Extrait du texte ::
L’ONU dénonce la détention arbitraire de l’ex-ministre djiboutien Abdoulkarim Aden Cher

Le 14 novembre 2024, le Groupe de travail sur la détention arbitraire du Conseil des droits de l’homme des Nations unies a rendu un avis décisif concernant la situation d’Abdoulkarim Aden Cher, ancien ministre du Budget de Djibouti. Le rapport accable les autorités djiboutiennes, qualifiant sa détention de « arbitraire » au regard des standards du droit international. Une telle décision s’inscrit dans un contexte de dénonciations récurrentes de violations des droits fondamentaux dans le pays, notamment contre les opposants politiques.

Des violations en série : l’arbitraire au cœur de l’affaire

Le Groupe de travail identifie plusieurs catégories de violations dans le traitement de M. Aden Cher, soulignant un enchaînement de pratiques incompatibles avec les normes internationales des droits humains.

Votre objectif :: Recopiez intégralement, sans rien modifier, l'extrait sur la détention d'Abdoulkarim Aden Cher.

Entrées de données ::

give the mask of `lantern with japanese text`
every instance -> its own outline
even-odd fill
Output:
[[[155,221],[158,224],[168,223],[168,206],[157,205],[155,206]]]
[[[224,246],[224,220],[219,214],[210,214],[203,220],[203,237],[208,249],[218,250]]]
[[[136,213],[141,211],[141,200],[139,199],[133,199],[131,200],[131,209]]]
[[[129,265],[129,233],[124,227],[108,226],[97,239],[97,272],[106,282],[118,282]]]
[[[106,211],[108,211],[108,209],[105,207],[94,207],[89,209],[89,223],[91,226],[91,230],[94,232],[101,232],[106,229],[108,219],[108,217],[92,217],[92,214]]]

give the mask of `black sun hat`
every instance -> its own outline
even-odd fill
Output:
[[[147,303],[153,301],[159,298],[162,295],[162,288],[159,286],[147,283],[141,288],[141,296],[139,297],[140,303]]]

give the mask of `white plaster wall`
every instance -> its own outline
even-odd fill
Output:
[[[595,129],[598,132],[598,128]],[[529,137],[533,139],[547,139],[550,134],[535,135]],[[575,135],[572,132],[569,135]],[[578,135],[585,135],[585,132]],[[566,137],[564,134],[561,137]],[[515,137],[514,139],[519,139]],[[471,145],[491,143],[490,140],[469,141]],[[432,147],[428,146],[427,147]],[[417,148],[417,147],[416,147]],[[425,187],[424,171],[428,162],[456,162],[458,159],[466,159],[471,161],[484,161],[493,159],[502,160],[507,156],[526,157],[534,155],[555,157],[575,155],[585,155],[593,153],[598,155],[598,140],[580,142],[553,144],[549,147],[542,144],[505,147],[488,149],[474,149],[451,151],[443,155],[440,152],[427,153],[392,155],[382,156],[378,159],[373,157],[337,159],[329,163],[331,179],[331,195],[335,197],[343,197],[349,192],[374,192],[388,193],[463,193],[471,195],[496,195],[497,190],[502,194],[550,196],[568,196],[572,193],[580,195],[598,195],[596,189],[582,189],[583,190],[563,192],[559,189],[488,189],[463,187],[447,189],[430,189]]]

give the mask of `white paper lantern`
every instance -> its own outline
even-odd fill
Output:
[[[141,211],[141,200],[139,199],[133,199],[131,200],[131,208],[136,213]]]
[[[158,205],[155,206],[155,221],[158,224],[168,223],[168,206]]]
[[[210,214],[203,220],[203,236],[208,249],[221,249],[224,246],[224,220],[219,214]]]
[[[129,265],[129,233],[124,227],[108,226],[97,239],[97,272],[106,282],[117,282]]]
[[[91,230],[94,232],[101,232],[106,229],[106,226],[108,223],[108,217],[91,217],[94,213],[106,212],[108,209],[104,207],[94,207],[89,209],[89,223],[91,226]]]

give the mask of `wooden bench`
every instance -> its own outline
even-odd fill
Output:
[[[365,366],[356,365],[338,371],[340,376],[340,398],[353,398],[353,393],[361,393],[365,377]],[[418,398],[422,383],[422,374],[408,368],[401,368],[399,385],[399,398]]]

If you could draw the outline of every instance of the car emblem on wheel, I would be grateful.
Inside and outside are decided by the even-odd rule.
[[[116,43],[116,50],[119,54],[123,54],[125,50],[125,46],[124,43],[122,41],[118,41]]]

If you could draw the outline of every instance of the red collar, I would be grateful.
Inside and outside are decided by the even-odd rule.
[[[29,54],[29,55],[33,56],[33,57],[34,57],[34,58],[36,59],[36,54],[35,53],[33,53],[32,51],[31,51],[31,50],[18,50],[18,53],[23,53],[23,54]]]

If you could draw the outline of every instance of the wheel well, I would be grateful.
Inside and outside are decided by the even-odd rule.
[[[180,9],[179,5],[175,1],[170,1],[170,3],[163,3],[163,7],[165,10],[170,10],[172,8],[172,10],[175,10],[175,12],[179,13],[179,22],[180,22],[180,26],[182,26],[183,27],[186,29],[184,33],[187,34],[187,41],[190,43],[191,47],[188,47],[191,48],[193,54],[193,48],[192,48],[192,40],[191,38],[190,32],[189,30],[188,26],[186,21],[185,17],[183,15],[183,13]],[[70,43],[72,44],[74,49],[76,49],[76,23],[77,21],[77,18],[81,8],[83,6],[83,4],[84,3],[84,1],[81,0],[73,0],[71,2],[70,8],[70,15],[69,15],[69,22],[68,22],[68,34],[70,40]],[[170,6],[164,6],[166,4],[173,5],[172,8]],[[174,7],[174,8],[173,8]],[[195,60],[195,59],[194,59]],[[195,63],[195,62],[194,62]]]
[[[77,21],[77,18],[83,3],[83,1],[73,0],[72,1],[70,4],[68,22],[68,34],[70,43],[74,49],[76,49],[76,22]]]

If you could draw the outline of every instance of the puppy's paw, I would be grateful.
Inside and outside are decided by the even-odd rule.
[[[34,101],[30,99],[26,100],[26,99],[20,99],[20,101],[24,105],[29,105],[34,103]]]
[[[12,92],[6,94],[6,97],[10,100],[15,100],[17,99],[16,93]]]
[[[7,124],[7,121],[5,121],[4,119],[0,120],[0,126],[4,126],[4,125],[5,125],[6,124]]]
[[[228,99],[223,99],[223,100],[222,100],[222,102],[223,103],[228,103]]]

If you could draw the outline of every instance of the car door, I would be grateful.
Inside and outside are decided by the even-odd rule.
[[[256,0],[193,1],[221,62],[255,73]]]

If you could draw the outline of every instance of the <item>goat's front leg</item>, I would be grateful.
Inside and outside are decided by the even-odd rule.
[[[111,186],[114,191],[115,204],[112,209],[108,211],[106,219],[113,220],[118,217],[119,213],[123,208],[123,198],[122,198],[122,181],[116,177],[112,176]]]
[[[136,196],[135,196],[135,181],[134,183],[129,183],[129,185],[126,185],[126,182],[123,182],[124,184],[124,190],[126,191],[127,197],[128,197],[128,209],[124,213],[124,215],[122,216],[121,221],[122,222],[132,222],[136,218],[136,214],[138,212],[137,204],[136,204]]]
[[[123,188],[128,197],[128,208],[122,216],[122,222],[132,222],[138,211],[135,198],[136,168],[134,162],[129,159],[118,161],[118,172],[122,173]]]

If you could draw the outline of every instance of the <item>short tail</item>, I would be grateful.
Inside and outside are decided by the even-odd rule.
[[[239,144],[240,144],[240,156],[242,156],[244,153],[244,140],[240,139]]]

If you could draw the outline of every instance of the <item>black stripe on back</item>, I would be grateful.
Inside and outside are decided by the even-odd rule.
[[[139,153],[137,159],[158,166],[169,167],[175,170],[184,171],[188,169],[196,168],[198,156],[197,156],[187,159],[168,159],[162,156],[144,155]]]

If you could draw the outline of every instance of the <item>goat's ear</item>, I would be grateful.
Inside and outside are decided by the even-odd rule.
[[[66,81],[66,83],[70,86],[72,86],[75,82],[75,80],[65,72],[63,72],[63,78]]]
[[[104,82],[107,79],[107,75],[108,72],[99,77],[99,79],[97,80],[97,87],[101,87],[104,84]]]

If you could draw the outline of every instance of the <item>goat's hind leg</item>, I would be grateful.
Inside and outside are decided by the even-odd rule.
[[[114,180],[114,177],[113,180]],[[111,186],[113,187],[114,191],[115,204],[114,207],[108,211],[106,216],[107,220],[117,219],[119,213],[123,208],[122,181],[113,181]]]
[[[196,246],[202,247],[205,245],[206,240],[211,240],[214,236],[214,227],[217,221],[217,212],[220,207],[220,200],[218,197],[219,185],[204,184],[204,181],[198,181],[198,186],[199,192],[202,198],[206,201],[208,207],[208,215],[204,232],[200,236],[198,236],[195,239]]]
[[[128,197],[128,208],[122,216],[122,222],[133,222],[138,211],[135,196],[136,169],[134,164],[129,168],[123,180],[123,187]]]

Solution complète ::
L’ONU dénonce la détention arbitraire de l’ex-ministre djiboutien Abdoulkarim Aden Cher

Le 14 novembre 2024, le Groupe de travail sur la détention arbitraire du Conseil des droits de l’homme des Nations unies a rendu un avis décisif concernant la situation d’Abdoulkarim Aden Cher, ancien ministre du Budget de Djibouti. Le rapport accable les autorités djiboutiennes, qualifiant sa détention de « arbitraire » au regard des standards du droit international. Une telle décision s’inscrit dans un contexte de dénonciations récurrentes de violations des droits fondamentaux dans le pays, notamment contre les opposants politiques.

Des violations en série : l’arbitraire au cœur de l’affaire

Le Groupe de travail identifie plusieurs catégories de violations dans le traitement de M. Aden Cher, soulignant un enchaînement de pratiques incompatibles avec les normes internationales des droits humains.